--- PROVIDED MATERIAL ---

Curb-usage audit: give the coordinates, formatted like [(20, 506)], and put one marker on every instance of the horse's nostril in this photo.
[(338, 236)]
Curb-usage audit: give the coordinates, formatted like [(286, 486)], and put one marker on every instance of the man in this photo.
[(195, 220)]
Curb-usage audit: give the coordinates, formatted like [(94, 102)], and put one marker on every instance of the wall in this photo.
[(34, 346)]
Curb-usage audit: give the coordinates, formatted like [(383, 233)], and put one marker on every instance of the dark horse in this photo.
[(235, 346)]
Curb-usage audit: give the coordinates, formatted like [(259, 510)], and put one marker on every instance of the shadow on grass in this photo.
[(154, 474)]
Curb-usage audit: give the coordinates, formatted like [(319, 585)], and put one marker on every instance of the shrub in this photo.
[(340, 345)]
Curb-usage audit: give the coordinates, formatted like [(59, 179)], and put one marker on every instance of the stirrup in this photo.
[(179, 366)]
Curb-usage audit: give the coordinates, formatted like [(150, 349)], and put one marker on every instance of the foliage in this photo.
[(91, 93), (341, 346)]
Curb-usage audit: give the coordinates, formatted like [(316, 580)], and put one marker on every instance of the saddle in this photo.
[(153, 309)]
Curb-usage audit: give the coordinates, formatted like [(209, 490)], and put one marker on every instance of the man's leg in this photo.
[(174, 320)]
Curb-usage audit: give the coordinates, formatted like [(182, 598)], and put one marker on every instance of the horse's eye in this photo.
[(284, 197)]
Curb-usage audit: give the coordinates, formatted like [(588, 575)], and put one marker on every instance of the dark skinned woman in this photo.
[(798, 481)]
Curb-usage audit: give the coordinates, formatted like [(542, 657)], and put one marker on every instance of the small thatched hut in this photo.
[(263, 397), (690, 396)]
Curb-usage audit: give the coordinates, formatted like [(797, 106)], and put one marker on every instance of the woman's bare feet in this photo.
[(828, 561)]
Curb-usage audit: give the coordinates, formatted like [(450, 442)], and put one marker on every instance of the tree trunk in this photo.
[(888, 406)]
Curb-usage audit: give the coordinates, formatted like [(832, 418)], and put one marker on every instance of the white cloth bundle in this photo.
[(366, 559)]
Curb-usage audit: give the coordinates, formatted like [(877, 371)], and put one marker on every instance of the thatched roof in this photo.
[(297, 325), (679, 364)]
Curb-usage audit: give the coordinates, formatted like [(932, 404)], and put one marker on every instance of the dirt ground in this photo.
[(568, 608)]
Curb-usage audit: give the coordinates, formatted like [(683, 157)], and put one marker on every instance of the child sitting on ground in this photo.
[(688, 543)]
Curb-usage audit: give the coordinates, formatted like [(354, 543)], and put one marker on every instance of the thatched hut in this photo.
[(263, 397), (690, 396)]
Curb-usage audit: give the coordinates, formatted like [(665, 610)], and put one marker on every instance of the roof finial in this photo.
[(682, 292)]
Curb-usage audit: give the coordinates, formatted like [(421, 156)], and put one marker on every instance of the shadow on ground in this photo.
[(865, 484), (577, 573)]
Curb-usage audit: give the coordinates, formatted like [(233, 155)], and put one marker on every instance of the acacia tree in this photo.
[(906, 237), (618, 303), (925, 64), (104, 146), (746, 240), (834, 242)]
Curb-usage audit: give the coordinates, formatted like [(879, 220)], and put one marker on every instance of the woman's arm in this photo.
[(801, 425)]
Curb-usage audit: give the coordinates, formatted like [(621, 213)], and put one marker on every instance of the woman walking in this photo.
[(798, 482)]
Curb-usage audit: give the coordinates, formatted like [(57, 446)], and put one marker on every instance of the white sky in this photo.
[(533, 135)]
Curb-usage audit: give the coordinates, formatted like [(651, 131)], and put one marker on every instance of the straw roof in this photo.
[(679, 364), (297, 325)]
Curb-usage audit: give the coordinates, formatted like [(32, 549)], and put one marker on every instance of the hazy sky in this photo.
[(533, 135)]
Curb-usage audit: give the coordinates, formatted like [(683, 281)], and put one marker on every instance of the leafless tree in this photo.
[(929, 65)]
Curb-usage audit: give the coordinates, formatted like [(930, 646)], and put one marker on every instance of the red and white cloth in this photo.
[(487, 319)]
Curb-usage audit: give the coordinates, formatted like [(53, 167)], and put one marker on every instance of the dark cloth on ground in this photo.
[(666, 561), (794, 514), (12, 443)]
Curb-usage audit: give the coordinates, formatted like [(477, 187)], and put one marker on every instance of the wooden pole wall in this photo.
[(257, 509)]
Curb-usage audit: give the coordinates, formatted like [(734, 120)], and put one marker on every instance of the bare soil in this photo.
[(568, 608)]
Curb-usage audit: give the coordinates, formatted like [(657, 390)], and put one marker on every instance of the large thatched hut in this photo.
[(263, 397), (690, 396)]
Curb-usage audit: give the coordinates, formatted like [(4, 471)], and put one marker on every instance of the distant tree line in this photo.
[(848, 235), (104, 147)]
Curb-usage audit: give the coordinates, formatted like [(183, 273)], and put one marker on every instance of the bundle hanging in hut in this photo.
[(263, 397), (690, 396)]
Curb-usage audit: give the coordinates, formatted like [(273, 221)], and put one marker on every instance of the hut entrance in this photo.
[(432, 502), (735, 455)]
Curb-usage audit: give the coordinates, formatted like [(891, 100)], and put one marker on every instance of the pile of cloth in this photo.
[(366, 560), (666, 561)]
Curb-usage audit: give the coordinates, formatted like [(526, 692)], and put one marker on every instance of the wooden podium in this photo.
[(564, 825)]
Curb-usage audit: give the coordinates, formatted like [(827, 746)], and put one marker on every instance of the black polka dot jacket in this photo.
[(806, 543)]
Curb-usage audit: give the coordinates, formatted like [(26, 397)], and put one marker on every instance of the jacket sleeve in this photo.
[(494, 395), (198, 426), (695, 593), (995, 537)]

--- PROBLEM DESCRIPTION ---
Copy out the entire listing above word for word, with no changes.

--- ANSWER TO THE TASK ---
Curb-usage audit: give the coordinates, formatted like [(20, 506)], and put one marker on every instance of the horse's nostril in this photo.
[(338, 236)]
Curb-usage audit: give the coordinates, formatted like [(286, 486)], and put one marker on every instance of the man in this photo.
[(195, 220)]
Curb-usage audit: give the coordinates, formatted like [(94, 102)], and put one marker on every instance of the wall in this photo.
[(34, 346)]
Curb-usage audit: give the coordinates, formatted like [(383, 233)], and put one marker on every instance of the dark horse in this photo.
[(235, 346)]
Curb-usage audit: give the coordinates, formatted like [(259, 510)], and put one marker on every instance of the shadow on grass in this photo.
[(154, 474)]
Curb-usage audit: give the coordinates, formatted like [(319, 585)], and put one marker on every instance of the shrub in this photo.
[(340, 345)]
Curb-usage audit: give the coordinates, formatted like [(59, 179)], and put one marker on every instance of the stirrup in this photo.
[(179, 366)]
Curb-usage audit: give the coordinates, formatted like [(150, 349)], and put one marker on every instance of the foliage in this photo.
[(91, 93), (341, 346)]
Curb-usage audit: give the coordinates, formatted like [(316, 580)], and put one marker on every instance of the saddle in this photo.
[(153, 309)]
Curb-usage audit: give the coordinates, formatted like [(209, 490)], and put one marker on every instance of the man's leg in this photo.
[(174, 320)]
Curb-usage audit: give the coordinates, formatted like [(182, 598)], and put one marker on every instance of the horse's eye in this photo.
[(284, 197)]
Curb-usage audit: give the coordinates, formatted like [(588, 575)], and put one marker on every instance of the dark skinned woman in this photo.
[(798, 481)]
Curb-usage audit: give the coordinates, formatted like [(542, 657)], and put one marker on every instance of the small thatched hut in this photo.
[(263, 397), (690, 396)]
Curb-usage audit: give the coordinates, formatted like [(797, 106)], and put one marker on every instance of the woman's bare feet in this photo.
[(828, 561)]
Curb-usage audit: give the coordinates, formatted like [(450, 442)], and put one marker on every instance of the tree trunk in this photo.
[(888, 406)]
Curb-usage audit: give the coordinates, formatted like [(832, 418)], and put one marker on every instance of the white cloth bundle in this photo.
[(366, 559)]
Curb-usage audit: give the coordinates, formatted like [(877, 371)], and put one marker on every instance of the thatched roof in this photo.
[(297, 325), (679, 364)]
Curb-usage audit: give the coordinates, formatted like [(932, 404)], and put one marker on every instance of the dirt ground in this photo.
[(568, 608)]
Curb-usage audit: give the coordinates, formatted like [(683, 157)], and put one marker on every instance of the child sitting on ground in this photo.
[(688, 543)]
Curb-usage audit: give the coordinates, formatted like [(354, 543)], and put one marker on every instance of the thatched hut in this photo.
[(263, 397), (690, 396)]
Curb-usage audit: give the coordinates, formatted like [(665, 610)], and put one marker on every instance of the roof finial in this photo.
[(682, 292)]
Curb-usage audit: give the coordinates, formatted like [(421, 156)], and put one marker on every instance of the shadow on ground in this photo.
[(865, 484), (577, 573)]
Curb-usage audit: give the coordinates, formatted like [(233, 155)], and put one marker on every instance of the acacia tree in this photo.
[(906, 237), (618, 303), (925, 64), (104, 146), (746, 240), (834, 242)]
Curb-usage audit: give the coordinates, formatted like [(879, 220)], and put one marker on every instance of the woman's arm in this photo.
[(801, 425)]
Curb-usage audit: give the coordinates, formatted like [(621, 213)], and put one marker on every instance of the woman walking in this photo.
[(798, 482)]
Curb-usage audit: give the coordinates, formatted like [(57, 446)], and put one marker on every instance of the white sky in this photo.
[(533, 135)]
Curb-usage audit: give the coordinates, formatted like [(651, 131)], and put one marker on every instance of the straw roof in this photo.
[(679, 364), (297, 325)]
Curb-usage audit: give the coordinates, formatted like [(32, 549)], and put one marker on every instance of the hazy sky in this photo.
[(533, 135)]
Curb-usage audit: give the coordinates, formatted like [(683, 281)], and put one marker on every instance of the leafless tree in this photo.
[(929, 65)]
Curb-usage audit: give the coordinates, formatted like [(930, 646)], and put one marker on every instance of the red and white cloth in this photo.
[(487, 319)]
Curb-usage audit: give the coordinates, formatted like [(53, 167)], and put one marker on every instance of the dark cloth on ground in this photo.
[(666, 561), (794, 514), (12, 443)]
Curb-usage audit: give the coordinates, formatted like [(477, 187)], and put one marker on every instance of the wooden pole wall in this photo.
[(257, 509)]
Curb-usage audit: give the coordinates, formatted like [(734, 120)], and put one marker on every instance of the bare soil in this photo.
[(568, 608)]
Curb-usage audit: give the coordinates, formatted like [(657, 390)], and put one marker on every instance of the large thatched hut in this photo.
[(263, 397), (690, 396)]
Curb-usage audit: give the coordinates, formatted like [(4, 471)], and put one marker on every instance of the distant tree line in this photo.
[(848, 235), (104, 147)]
Curb-usage audit: give the coordinates, formatted like [(183, 273)], and put one marker on every instance of the bundle hanging in hut in this photo.
[(263, 397), (690, 396)]
Curb-usage audit: give the coordinates, formatted like [(273, 221)], and put one marker on every instance of the hut entrance in this photo.
[(432, 502), (735, 455)]
Curb-usage audit: give the coordinates, formatted like [(891, 100)], and put one marker on every instance of the pile of cloth in this photo.
[(366, 560), (666, 561)]
Curb-usage audit: give the coordinates, formatted like [(526, 692)], and put one marker on every instance of the wooden podium in this photo.
[(564, 825)]
Curb-usage audit: give the coordinates, formatted like [(827, 746)], and put one marker on every instance of the black polka dot jacket in this photo.
[(806, 543)]
Curb-usage audit: give the coordinates, formatted like [(26, 397)], and put one marker on every instance of the jacket sleeve in this photo.
[(494, 395), (198, 426), (695, 593), (995, 537)]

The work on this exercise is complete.